◆ Your goal ◆
In the entries below, the line with "Expected: one point per instance of the pale" marks the start. Return it and every following line exactly, ending with the last.

Natural language region descriptions
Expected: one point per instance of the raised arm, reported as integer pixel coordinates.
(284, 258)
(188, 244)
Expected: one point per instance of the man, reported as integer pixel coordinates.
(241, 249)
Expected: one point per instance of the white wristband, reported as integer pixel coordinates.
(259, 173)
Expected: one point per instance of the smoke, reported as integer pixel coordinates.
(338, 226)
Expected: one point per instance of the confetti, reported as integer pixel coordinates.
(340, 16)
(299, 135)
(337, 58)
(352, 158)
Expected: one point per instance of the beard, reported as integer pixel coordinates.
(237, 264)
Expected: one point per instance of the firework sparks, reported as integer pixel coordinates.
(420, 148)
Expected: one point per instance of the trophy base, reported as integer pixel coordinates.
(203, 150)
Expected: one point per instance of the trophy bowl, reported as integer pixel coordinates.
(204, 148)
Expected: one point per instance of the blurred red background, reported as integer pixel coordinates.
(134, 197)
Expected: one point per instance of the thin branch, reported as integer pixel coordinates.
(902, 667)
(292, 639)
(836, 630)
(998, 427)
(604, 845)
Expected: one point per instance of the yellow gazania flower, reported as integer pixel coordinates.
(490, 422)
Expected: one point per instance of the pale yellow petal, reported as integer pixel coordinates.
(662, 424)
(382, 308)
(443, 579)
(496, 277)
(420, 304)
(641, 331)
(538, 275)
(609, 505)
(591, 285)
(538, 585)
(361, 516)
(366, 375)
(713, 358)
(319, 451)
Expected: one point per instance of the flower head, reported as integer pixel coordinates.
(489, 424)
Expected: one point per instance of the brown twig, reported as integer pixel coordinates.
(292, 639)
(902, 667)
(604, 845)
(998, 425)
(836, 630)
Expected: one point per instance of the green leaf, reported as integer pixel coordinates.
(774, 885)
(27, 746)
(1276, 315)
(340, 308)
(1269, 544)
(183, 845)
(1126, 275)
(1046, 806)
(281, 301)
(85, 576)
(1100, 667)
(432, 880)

◆ Your solution ◆
Expected: one point per instance of the pale yellow petal, reported as integer pixel coordinates.
(662, 424)
(382, 308)
(443, 579)
(496, 277)
(420, 304)
(641, 331)
(538, 275)
(609, 505)
(591, 285)
(538, 585)
(361, 516)
(366, 375)
(713, 358)
(319, 451)
Expected: one point per instance of the flower head, reported as integer pixel coordinates.
(489, 424)
Expected: one point per instance of the brown twig, reported as integer pixel coordinates.
(292, 639)
(902, 667)
(604, 845)
(998, 425)
(836, 630)
Expected: one point per instance of the green leaf, reported as integer pixel coordinates.
(774, 885)
(27, 746)
(1276, 315)
(340, 308)
(1269, 544)
(183, 845)
(1126, 275)
(1046, 806)
(281, 301)
(85, 576)
(1100, 667)
(432, 880)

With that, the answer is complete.